### Short exercise
Write out the complete material exactly as it stands.

### Input records
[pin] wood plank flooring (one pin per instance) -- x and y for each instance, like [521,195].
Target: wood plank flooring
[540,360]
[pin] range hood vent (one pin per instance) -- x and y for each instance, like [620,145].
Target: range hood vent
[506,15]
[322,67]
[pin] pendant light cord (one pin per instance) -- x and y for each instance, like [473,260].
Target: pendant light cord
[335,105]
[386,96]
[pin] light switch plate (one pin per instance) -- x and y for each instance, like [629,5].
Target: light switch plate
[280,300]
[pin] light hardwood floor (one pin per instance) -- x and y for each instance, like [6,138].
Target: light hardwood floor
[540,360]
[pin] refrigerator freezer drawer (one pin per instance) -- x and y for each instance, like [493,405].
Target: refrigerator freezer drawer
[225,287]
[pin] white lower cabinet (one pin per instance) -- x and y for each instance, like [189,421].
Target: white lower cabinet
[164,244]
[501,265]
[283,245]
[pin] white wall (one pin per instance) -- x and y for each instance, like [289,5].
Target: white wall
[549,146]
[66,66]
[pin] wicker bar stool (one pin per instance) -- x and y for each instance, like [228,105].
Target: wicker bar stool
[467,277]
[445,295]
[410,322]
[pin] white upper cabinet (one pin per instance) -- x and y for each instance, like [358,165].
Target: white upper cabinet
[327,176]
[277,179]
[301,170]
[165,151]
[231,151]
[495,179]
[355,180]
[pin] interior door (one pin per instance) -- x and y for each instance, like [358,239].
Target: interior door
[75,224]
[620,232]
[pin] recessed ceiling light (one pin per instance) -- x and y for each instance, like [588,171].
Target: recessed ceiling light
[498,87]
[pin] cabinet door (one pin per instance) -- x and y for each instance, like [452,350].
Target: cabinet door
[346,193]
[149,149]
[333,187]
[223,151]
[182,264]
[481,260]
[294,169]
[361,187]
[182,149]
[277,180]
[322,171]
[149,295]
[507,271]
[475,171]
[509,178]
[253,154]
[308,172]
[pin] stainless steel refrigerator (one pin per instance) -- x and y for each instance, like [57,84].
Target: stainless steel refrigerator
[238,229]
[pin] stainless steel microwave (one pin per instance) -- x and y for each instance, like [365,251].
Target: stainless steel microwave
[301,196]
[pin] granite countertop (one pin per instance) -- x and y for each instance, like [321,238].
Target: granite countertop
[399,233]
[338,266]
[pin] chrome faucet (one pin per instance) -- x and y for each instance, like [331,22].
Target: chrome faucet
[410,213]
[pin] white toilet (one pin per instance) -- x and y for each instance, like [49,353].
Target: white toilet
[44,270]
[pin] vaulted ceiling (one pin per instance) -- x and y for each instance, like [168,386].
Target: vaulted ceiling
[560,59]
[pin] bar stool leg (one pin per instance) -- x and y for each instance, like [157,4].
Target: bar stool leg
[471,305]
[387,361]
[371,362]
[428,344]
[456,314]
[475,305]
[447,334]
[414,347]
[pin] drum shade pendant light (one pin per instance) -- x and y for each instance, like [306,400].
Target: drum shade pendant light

### Solution to this exercise
[pin] wood plank flooring (one pin per instance) -- x and y for each instance, like [521,195].
Target: wood plank flooring
[540,360]
[pin] range hood vent (one pin per instance) -- x and y for each instance, like [620,145].
Target: range hood vent
[506,15]
[322,67]
[pin] pendant light cord (one pin per instance) -- x and y for each instance, like [473,260].
Target: pendant light cord
[335,105]
[386,96]
[pin] light switch plate (one pin per instance) -- x and y for each instance, like [629,5].
Target: light switch plate
[280,300]
[pin] light hardwood floor (one pin per instance) -- x and y for each instance, like [6,138].
Target: light hardwood floor
[540,360]
[pin] refrigerator freezer drawer (one pin per instance) -- x and y for each instance, like [493,405].
Target: refrigerator freezer drawer
[225,287]
[pin] white lower cabinet (one pin per instance) -- x and y for each instance, like [189,421].
Target: white lower cabinet
[164,244]
[501,265]
[283,245]
[pin] white wall (one pin per instance) -- x and y for each instance, like [289,5].
Target: white wall
[549,146]
[66,66]
[pin] wicker bar stool (one pin per instance) -- x and y for each instance, like [228,105].
Target: wicker bar stool
[467,277]
[445,295]
[410,322]
[pin] white upper cabinet (one pin per instance) -- x and y for each instance, like [358,165].
Target: white upper cabinet
[327,176]
[277,179]
[301,170]
[165,151]
[231,151]
[495,179]
[355,180]
[pin] interior door (one pin per instance) -- x and y for each instance, like [358,239].
Target: interior door
[75,224]
[620,232]
[pin] recessed ceiling light (one pin per instance) -- x and y for each instance, like [588,171].
Target: recessed ceiling light
[498,87]
[pin] cabinet door (one pin per instance) -- x and y for each instance, like [452,350].
Target: cabinet door
[346,193]
[149,149]
[333,187]
[223,151]
[182,264]
[481,260]
[294,169]
[361,187]
[182,149]
[277,180]
[322,171]
[149,295]
[507,271]
[475,171]
[509,178]
[253,154]
[308,172]
[pin] stainless steel refrigerator (one pin per instance) -- x and y for each instance, like [57,84].
Target: stainless steel refrigerator
[238,229]
[pin] stainless steel microwave (one pin per instance) -- x and y for each instance, like [365,251].
Target: stainless steel microwave
[301,196]
[pin] granite countertop (one pin per instance) -- x and y for each instance, like [321,238].
Target: granite countertop
[399,233]
[338,266]
[pin] chrome faucet (one pin per instance) -- x and y for each instance, like [331,22].
Target: chrome faucet
[410,213]
[pin] white toilet (one pin per instance) -- x and y for each instance, like [49,353].
Target: white toilet
[44,270]
[pin] vaulted ceiling (one pin per instance) -- x and y for each instance, like [168,386].
Target: vaulted ceiling
[560,59]
[pin] bar stool leg (one pin per instance) -- x and y for each instance, like [157,4].
Target: bar stool leg
[471,305]
[387,361]
[371,362]
[428,344]
[456,314]
[475,305]
[447,334]
[414,347]
[pin] drum shade pendant light (one pin per instance) -- x and y for each instance, like [306,400].
Target: drum shade pendant light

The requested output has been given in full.